# WHAT TO DO
Count the lines in the items below that contain the word "wing", and give only the number.

# ITEMS
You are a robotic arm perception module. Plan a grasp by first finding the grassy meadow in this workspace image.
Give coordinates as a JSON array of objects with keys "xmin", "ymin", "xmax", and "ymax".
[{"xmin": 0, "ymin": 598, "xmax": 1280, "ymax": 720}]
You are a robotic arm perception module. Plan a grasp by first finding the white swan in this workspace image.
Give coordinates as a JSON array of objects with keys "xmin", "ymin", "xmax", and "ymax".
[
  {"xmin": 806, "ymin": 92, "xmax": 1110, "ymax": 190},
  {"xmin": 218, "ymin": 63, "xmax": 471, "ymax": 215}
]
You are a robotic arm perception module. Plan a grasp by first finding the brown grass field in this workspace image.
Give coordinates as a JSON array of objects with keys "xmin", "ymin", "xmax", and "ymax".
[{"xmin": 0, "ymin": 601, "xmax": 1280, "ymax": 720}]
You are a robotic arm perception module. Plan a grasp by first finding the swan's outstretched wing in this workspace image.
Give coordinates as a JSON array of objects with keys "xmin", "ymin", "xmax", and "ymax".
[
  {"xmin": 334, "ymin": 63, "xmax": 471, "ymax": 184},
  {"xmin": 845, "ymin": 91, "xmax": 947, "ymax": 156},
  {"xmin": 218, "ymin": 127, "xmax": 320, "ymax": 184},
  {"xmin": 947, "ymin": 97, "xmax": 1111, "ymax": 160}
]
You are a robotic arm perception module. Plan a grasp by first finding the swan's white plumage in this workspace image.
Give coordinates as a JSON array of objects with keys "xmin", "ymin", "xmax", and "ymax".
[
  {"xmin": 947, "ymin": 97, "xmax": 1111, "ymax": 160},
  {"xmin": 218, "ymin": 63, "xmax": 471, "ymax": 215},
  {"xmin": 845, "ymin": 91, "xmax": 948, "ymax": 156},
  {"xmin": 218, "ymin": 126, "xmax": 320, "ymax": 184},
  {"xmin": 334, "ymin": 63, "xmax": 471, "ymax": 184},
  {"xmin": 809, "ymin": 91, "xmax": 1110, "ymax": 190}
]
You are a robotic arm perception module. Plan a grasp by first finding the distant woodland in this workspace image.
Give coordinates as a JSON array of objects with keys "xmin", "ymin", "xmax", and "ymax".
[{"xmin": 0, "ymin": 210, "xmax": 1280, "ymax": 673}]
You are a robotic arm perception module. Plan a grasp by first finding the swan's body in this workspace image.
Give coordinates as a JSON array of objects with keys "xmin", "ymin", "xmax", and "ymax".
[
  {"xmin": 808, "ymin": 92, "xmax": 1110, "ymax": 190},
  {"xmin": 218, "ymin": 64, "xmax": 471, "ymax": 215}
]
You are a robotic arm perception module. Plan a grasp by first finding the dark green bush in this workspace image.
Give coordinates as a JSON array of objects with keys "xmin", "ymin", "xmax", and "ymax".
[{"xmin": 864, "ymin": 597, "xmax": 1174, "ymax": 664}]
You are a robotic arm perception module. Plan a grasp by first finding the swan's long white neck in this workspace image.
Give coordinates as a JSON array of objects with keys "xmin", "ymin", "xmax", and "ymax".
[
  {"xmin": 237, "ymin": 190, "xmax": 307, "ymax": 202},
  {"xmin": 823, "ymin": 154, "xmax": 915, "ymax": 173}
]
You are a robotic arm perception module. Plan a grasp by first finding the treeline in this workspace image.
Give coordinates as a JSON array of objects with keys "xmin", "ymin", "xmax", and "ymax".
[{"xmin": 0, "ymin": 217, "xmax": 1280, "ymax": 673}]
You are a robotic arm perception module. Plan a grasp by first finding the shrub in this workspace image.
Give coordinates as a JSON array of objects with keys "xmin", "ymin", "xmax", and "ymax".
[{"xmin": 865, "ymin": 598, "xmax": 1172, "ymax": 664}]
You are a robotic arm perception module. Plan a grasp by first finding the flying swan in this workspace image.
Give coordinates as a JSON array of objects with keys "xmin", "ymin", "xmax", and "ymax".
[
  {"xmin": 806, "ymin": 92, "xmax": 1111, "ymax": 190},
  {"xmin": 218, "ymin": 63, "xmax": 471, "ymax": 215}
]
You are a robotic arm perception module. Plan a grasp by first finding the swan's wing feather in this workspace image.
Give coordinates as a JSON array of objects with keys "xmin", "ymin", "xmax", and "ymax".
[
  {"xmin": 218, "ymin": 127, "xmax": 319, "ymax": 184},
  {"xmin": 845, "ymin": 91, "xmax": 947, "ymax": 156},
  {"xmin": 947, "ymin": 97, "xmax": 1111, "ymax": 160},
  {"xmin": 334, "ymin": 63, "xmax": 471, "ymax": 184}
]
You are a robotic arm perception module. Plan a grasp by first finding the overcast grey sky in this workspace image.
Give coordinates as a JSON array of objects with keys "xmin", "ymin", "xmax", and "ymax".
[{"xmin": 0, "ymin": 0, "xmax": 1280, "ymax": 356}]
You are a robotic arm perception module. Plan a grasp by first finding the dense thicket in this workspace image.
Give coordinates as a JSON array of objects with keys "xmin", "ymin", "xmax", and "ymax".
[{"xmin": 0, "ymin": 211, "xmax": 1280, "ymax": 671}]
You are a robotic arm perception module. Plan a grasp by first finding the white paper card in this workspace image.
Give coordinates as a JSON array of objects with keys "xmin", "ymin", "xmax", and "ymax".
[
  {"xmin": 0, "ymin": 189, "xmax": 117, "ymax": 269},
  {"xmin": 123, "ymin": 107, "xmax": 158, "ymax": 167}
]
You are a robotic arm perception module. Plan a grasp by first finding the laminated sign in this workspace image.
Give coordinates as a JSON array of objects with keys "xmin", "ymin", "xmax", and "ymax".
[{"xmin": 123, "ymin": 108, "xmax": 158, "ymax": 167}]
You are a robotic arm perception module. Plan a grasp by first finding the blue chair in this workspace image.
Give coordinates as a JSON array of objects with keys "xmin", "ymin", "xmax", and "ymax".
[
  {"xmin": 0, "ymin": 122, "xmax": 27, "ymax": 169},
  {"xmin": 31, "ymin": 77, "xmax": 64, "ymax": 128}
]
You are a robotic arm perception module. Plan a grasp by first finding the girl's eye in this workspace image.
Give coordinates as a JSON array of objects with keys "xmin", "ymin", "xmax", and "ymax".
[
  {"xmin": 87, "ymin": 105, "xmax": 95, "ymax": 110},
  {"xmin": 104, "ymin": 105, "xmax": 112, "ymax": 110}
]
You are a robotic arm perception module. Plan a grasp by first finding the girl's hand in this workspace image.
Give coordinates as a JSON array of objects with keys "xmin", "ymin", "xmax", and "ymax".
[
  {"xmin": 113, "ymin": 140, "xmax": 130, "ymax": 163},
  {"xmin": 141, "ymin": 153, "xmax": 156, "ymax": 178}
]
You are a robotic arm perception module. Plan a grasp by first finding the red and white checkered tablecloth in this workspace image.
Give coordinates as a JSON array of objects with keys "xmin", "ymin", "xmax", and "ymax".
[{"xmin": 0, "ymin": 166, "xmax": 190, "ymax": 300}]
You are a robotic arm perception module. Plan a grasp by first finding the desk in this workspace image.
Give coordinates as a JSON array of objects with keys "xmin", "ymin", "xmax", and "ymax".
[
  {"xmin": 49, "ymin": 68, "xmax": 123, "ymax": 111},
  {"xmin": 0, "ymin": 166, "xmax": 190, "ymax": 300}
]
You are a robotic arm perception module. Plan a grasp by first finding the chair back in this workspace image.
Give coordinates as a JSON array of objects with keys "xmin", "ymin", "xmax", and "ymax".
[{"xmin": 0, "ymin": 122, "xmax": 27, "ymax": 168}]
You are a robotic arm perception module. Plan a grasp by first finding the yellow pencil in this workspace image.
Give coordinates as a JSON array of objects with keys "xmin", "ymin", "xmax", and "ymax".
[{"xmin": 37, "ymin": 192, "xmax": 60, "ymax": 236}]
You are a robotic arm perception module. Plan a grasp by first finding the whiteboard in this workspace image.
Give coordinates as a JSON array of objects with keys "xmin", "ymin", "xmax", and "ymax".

# EXPECTED ANSWER
2